Material provided START

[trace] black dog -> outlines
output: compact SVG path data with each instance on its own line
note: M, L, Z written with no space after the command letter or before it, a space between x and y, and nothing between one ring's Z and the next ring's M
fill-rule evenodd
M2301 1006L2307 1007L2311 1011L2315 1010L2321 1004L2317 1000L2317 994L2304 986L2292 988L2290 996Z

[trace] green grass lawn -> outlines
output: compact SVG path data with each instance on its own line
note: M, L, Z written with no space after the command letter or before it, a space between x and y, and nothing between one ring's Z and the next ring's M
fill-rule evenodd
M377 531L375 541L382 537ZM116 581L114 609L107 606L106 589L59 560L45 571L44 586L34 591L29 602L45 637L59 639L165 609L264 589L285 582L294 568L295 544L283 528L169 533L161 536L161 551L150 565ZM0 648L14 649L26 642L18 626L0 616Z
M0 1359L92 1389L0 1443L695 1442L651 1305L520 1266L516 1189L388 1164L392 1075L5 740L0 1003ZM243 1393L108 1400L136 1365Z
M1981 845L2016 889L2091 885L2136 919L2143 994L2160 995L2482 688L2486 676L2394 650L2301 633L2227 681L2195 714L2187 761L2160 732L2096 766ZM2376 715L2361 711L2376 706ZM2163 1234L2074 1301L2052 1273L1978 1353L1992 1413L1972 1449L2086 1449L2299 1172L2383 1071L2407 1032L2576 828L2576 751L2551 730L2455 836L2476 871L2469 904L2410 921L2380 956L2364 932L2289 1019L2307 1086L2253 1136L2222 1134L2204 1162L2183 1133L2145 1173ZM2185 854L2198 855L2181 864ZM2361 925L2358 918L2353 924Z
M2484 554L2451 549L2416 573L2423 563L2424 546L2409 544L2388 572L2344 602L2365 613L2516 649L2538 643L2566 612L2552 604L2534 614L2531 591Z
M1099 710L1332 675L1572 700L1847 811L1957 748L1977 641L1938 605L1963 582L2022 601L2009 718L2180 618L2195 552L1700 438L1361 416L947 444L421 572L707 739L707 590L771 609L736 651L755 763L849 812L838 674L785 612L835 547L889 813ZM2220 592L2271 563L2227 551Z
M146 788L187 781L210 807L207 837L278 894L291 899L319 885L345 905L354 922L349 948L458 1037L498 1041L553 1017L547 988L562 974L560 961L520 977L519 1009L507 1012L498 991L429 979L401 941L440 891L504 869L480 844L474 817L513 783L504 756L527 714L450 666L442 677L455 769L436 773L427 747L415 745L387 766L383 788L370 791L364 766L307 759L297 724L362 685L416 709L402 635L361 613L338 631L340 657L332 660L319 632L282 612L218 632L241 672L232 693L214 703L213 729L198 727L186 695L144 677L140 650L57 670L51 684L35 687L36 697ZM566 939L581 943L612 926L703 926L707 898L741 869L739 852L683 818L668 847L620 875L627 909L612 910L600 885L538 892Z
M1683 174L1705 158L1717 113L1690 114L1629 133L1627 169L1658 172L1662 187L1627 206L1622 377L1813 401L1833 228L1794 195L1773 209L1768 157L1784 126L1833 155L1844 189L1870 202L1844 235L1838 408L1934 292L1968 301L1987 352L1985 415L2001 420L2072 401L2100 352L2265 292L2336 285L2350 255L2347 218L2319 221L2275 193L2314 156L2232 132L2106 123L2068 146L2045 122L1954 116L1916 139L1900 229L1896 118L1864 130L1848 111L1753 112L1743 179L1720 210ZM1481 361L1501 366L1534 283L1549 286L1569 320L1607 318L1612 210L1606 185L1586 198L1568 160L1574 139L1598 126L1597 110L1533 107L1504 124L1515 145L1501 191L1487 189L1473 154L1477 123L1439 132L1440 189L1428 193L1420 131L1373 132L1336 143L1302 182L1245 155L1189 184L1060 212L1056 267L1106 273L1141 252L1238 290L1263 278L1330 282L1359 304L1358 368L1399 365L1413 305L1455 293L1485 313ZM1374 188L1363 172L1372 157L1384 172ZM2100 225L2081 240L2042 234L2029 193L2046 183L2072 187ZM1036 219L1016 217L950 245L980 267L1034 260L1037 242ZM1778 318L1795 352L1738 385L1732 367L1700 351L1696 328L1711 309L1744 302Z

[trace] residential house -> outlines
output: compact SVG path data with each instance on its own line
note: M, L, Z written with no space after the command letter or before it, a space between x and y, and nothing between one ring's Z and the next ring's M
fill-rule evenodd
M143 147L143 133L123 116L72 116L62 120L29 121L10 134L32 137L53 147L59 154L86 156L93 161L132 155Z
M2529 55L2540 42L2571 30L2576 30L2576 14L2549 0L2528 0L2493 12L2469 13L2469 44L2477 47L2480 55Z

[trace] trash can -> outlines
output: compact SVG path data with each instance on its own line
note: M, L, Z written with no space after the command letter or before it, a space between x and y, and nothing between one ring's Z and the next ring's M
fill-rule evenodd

Material provided END

The lines from the one holding "[trace] residential house -> outlines" to the last line of the entries, both included: retype them exactly and give nothing else.

[trace] residential house -> outlines
output: compact SVG path data with each instance on its own line
note: M, L, Z written with no space after the command letter or before it, a space between x and y, and nothing between one ring's Z and the next ring's M
fill-rule evenodd
M143 147L143 133L123 116L72 116L62 120L29 121L10 134L32 137L53 147L59 154L86 156L93 161L132 155Z
M2529 55L2540 42L2571 30L2576 30L2576 14L2549 0L2528 0L2493 12L2469 13L2469 44L2477 47L2480 55Z

[trace] trash can -> outlines
output: compact SVG path data with each instance on its own line
note: M, L, Z written with no space after the command letter or before it, a space between x and y, and nothing between one ring's Z and the next ring's M
fill-rule evenodd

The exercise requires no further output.